Excerpt from a dataset:
____________________
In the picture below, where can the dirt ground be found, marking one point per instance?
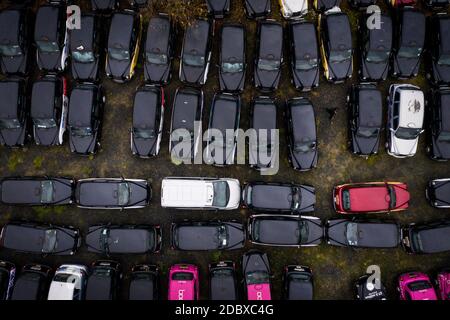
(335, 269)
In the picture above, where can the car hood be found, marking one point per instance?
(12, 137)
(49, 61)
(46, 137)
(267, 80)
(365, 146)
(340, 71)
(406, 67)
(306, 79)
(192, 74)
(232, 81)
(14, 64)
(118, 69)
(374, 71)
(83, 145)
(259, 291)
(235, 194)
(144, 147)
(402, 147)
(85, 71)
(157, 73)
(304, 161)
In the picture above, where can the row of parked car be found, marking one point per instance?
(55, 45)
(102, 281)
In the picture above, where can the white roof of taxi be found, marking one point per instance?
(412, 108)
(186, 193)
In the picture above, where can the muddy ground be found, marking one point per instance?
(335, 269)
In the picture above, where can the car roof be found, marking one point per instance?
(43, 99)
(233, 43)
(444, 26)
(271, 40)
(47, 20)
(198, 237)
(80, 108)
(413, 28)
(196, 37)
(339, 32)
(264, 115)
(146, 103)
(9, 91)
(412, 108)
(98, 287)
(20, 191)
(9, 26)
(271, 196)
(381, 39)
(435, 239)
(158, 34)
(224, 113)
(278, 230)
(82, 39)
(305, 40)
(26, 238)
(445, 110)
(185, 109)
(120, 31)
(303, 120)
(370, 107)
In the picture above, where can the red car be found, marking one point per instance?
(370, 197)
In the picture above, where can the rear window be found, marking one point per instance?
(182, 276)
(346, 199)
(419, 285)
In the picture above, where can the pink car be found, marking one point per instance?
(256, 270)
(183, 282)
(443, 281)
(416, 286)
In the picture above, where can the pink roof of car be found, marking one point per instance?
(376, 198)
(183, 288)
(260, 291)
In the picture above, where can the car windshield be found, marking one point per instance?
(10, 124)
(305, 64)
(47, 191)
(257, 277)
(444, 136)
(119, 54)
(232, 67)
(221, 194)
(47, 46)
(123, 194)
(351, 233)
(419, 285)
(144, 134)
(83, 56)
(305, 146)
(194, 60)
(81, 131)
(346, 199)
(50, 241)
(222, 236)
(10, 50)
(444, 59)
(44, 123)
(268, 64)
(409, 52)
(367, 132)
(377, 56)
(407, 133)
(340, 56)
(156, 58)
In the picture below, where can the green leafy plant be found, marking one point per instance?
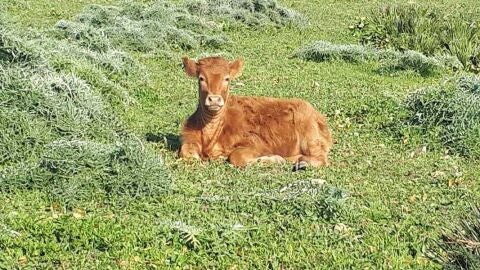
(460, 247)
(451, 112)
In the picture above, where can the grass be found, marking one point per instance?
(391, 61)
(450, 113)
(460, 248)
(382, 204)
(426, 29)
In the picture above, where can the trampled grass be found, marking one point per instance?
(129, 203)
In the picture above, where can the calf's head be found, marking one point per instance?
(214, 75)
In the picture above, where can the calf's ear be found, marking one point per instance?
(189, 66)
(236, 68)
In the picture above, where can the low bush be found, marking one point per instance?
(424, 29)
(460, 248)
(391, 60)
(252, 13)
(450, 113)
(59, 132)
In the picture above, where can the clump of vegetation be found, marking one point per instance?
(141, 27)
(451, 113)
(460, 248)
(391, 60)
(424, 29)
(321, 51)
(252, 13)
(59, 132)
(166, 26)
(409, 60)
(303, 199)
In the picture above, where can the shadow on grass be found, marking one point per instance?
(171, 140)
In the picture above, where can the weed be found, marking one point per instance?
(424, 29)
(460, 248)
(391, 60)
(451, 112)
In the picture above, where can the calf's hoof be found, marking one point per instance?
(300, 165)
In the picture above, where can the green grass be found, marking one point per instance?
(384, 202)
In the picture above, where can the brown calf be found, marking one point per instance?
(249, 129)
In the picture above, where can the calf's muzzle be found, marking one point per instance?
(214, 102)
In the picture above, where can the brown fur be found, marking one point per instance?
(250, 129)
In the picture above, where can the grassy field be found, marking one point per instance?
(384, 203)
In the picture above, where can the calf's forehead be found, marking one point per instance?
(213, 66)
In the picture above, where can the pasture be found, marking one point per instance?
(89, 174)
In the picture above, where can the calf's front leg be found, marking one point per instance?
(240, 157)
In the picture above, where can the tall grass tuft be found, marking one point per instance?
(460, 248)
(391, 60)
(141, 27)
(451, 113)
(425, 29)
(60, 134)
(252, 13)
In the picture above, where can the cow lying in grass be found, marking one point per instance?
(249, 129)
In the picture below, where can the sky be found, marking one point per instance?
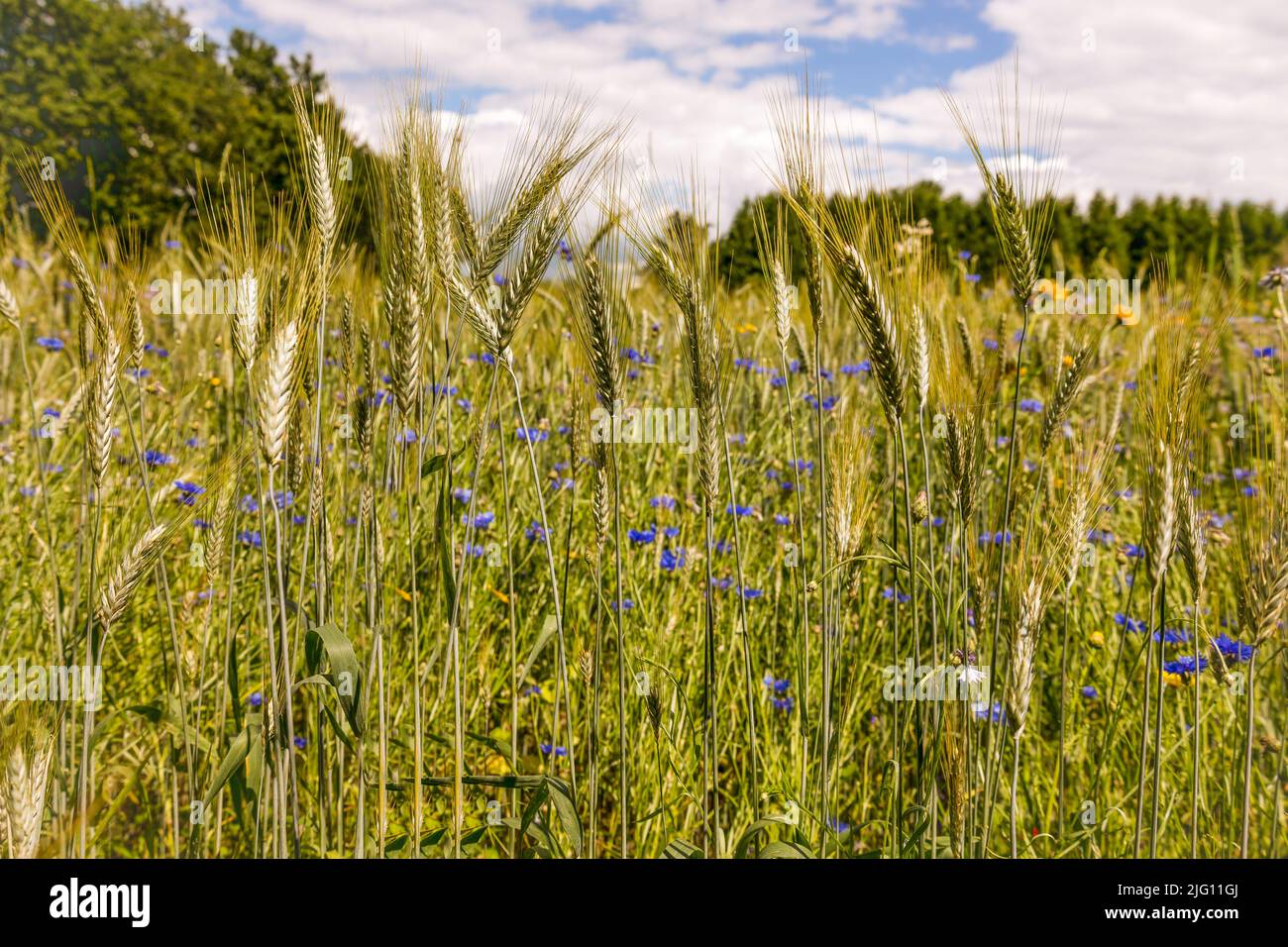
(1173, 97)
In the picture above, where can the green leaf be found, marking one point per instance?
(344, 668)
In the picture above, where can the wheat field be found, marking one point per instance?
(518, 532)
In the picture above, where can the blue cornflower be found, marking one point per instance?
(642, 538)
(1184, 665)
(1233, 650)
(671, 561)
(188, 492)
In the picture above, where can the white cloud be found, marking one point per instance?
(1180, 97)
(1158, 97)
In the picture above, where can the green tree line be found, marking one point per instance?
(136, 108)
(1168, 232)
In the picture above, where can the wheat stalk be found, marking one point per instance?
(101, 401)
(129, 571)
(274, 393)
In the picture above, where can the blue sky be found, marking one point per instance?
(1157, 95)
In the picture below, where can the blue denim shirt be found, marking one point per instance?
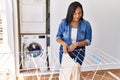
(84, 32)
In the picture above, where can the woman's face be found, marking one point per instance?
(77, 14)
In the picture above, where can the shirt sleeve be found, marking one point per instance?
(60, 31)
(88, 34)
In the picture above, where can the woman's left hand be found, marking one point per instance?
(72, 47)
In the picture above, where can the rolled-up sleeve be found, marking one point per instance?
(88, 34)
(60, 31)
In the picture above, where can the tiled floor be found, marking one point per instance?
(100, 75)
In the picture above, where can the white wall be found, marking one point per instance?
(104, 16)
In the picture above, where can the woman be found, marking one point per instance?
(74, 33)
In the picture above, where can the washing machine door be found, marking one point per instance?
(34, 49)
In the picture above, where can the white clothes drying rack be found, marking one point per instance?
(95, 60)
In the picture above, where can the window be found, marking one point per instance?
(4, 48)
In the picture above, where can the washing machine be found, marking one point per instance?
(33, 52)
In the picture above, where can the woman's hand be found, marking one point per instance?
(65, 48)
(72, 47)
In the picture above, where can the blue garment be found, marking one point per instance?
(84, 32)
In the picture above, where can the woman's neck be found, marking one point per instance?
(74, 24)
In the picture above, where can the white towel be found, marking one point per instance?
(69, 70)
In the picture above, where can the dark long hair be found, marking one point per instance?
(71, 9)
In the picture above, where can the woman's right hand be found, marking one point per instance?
____________________
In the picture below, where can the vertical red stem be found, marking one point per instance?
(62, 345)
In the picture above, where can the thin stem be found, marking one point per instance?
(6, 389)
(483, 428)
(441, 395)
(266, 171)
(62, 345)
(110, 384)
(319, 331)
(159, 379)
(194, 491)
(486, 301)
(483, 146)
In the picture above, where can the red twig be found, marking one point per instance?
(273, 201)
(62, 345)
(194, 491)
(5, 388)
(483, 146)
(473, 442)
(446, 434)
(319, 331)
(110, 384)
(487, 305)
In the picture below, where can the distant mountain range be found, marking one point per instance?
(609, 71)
____________________
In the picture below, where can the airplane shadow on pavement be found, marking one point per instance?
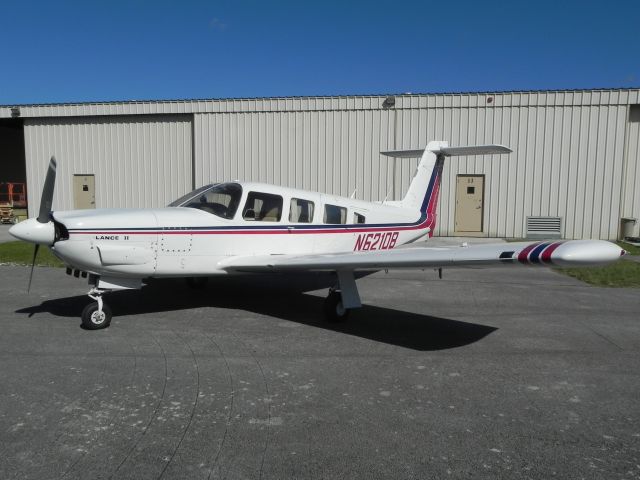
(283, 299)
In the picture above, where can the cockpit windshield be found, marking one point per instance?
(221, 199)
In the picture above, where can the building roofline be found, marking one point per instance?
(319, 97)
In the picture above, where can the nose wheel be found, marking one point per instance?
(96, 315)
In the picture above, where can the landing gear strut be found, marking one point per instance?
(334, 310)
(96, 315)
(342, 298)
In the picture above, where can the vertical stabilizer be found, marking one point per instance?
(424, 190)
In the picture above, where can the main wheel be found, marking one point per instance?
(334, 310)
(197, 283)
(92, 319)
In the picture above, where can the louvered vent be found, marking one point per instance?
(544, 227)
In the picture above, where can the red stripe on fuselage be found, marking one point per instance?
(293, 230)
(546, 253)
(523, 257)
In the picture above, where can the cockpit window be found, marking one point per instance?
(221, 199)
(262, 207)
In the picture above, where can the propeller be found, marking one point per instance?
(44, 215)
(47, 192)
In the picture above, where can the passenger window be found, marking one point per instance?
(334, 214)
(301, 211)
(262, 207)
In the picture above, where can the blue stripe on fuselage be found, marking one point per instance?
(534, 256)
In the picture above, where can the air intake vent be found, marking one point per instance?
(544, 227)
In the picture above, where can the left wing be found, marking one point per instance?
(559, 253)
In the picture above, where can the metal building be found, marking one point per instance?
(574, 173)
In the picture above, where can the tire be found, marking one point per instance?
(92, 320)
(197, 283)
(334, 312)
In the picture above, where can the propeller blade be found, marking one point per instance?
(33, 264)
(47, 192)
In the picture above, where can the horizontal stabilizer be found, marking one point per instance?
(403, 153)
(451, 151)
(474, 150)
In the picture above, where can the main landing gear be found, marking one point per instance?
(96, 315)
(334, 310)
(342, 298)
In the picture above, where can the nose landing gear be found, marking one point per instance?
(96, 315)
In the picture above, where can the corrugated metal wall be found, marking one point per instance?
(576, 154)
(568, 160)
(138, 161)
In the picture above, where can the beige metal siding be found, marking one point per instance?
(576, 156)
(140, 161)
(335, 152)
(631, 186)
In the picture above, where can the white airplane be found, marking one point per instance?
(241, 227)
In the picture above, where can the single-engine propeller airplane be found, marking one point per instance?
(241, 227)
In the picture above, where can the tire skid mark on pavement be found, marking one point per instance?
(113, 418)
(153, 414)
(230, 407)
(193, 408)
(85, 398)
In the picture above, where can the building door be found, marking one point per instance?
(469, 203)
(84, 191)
____________________
EXERCISE
Report every line of the items above that contains the word "machine", copying each such line in full.

ANSWER TO THIS PROBLEM
In the picture above, where can the washing machine door be found, marking one point per instance?
In the picture above, where can the washing machine be found, marking one point per instance?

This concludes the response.